• The problem: Transfer the entries below, from the line with "Target: rider's glove" through the end of the entries, adding 36 to every number in the answer coordinates and leaving everything else unchanged.

┌────────

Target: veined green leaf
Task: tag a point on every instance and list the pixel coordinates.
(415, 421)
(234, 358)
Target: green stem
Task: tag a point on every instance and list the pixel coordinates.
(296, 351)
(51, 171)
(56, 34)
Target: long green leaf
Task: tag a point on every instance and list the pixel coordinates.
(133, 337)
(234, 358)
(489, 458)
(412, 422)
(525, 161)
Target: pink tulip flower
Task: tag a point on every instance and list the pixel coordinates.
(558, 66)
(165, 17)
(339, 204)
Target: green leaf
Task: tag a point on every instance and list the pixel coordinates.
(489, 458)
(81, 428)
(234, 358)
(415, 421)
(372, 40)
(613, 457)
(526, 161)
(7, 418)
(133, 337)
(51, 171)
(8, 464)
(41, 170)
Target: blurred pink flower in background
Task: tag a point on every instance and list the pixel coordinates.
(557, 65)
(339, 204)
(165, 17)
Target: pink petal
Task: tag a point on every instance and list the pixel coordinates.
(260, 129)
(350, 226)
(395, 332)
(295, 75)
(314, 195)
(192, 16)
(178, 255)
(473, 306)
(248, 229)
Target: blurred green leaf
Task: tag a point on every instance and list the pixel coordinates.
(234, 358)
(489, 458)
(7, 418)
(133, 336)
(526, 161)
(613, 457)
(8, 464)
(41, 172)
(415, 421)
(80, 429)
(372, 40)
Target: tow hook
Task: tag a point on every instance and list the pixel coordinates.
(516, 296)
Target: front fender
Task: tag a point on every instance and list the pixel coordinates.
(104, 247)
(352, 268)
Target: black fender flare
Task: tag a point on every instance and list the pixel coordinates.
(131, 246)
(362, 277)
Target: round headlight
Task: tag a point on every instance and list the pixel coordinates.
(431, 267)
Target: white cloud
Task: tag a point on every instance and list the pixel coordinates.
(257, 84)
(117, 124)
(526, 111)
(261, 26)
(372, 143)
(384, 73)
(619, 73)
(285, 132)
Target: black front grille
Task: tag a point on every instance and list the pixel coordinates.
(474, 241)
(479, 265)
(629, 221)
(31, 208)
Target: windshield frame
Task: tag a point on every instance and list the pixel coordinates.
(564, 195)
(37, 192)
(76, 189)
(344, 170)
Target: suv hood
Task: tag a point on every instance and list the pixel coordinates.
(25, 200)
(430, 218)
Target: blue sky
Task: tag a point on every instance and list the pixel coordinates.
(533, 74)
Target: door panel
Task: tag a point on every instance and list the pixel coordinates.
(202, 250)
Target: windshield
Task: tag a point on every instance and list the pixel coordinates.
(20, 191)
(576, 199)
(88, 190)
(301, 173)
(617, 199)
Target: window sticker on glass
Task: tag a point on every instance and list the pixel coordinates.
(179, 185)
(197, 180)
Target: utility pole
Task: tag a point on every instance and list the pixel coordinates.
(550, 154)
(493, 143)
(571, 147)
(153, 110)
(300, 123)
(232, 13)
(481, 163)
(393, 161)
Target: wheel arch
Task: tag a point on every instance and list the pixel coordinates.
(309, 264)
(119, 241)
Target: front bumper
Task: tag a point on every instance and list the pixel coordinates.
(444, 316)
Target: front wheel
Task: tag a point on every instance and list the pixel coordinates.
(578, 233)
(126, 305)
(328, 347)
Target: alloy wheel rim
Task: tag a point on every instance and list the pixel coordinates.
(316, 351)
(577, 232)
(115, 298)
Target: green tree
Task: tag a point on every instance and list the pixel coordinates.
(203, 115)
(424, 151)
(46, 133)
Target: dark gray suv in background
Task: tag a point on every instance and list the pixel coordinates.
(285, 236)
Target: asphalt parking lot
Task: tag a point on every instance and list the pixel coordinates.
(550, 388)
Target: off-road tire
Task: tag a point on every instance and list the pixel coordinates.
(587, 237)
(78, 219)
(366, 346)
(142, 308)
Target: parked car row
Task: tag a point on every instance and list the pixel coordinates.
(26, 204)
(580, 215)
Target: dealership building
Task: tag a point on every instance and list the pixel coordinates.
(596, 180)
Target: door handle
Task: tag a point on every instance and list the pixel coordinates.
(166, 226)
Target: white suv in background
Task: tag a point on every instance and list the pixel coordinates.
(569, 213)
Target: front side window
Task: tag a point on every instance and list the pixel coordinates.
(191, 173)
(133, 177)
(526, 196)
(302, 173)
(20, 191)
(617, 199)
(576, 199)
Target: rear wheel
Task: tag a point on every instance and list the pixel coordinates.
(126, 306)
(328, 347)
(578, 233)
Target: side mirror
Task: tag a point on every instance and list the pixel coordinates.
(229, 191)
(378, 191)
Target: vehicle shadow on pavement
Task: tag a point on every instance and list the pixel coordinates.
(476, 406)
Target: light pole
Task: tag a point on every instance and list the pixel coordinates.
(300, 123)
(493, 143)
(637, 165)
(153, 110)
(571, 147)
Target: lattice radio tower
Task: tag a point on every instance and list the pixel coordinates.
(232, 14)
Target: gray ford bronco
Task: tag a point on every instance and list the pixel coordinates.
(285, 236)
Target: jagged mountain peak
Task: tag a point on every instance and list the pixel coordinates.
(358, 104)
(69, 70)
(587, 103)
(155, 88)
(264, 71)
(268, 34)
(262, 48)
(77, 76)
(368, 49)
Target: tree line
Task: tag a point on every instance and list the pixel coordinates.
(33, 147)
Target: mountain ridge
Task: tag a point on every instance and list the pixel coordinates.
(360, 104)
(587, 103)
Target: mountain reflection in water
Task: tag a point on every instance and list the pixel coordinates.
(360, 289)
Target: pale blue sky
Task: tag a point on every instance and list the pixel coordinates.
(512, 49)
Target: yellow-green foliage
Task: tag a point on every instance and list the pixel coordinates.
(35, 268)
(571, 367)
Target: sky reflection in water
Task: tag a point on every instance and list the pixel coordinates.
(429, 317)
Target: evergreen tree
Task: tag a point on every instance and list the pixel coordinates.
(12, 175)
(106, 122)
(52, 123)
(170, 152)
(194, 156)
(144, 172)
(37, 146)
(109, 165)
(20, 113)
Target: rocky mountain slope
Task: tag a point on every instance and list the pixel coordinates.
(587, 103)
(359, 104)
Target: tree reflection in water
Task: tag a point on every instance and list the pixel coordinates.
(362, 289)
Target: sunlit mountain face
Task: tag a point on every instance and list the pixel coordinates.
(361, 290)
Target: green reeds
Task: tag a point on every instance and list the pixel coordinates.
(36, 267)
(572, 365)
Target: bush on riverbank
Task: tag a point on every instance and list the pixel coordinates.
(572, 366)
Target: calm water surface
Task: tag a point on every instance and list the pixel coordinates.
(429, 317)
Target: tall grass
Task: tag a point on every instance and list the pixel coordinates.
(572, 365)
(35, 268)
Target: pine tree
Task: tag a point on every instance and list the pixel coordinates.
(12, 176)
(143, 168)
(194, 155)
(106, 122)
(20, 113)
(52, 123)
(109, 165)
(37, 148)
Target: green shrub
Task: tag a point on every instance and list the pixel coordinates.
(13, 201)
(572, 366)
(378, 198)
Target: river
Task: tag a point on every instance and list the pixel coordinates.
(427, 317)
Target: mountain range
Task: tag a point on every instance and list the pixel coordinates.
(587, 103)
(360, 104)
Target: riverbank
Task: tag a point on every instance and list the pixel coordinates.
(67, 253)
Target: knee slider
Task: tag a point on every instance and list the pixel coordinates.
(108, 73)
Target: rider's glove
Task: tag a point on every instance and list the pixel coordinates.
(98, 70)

└────────

• Expected answer:
Target: rider's glove
Task: tag a point on every instance and list the pixel coordinates.
(134, 106)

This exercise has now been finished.